Start of Reading passage
The complaints of homeowners in reference to squirrels usually have to something to do with causing damage to wires, siding, insulation, and household items when they establish their nests in attics or other buildings. Squirrels also damage bird feeders, flowers and vegetable gardens in the process of foraging for food. There is no magic spray or repellent when it comes to getting rid of nuisance squirrels. The only proven way to get rid of a squirrel is through preventing access, limiting food sources, and trapping.
Step 1) Prevent Access
Squirrels gain access to homes, and especially attics, through small openings and other structural weaknesses. While it is not always possible to locate and seal off every point of entry, you will do a great deal to discourage entry by practicing the following methods:
- Trim trees and other shrubbery away from the house and roof
- Secure a cap of sheet metal over the chimney outlet
- Repair openings and holes on exterior walls with heavy wire cloth or wood secured into solid substrate with screws
- Repair cracks in foundation walls with a heavy duty caulk
- Move stacked firewood away from the side of the structure
- Use guards over your gutters and cover all down spouts
Step 2) Limit Food Sources
Squirrels are not going to stick around long or make your home their home unless there are enough food sources to sustain them.
- Keep all trash in metal cans or bins with tight fitting lids
- When throwing away meat or other foods with a strong odor, double-bag them to reduce smells
- Elminate as many sources of water as possible in your hard and near your home
- Regularly clean up fallen fruit such as berries in your garden
- If possible, cover garden crops with a cage of wire netting.
- Don't leave pet food out at night
- Keep bird feeders up to 20 feet away from the home or structure
Step 3) Bait and Trap
Two traps that we recommend for safe and effective squirrel capture are the Havahart Cage Trap Model 0745, and Havahart Cage Trap Model 1078. Havahart recommends contacting the Humane Society, or the local or state game commission before setting a trap to determine the lawful method of releasing a captured wild or nuisance animal. Many species are protected by law in various states.
End of Reading passage
Start of Information shown
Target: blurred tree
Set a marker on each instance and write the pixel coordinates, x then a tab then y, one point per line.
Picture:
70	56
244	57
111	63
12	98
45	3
End of Information shown
What you are asked to do → Write what comes next in the guide on getting rid of nuisance squirrels, starting after its final sentence. This data has no connection to the guide on getting rid of nuisance squirrels.

Result below →
Follow these guidelines when trapping with Havahart:
- Read the instructions completely.
- Test the trap. Spring it a few times by touching the trip plate to make sure that it works properly. If you feel the doors do not work fast enough, placing a small stone on top of the door will cause it to drop faster.
- Bait the trap. The following are good bait suggestions for squirrels: cereals, grains, nuts, sunflower seed, anise oil, shelled corn, apples, peanut butter mixed with oatmeal or molasses, popcorn, or bread doused in almond extract
- Camouflage the trap by placing twigs or leaves all over it to reduce the glare of the metal. You can also slather mud on the metal to give it a more conditioned look.
- Place the baited trap, without setting it, where you intend to catch the squirrel and fasten the doors open with a stick or wire. Do not set the trap at this point
- Set the trap. After several days, if the bait has been disturbed or taken, it is time to refresh the bait and set the trap.
Other Trapping Tips:
- Be aware of weather conditions. Trapped animals should not be left out in the elements as they can die from prolonged exposure to heat and cold.
- Check traps FREQUENTLY. Wild animals stress easily and may seriously injure themselves as they attempt to escape.
- Other animals besides the target animal may get caught in the trap. If this happens, advice on releasing it safely can be obtained from a licensed wildlife rehabilitator in your state.
- Depending on the time of year, you may trap a nursing mother and if you relocate only her, her babies will not survive. To see if you've trapped a nursing female, stand the trap on one end to observe the belly.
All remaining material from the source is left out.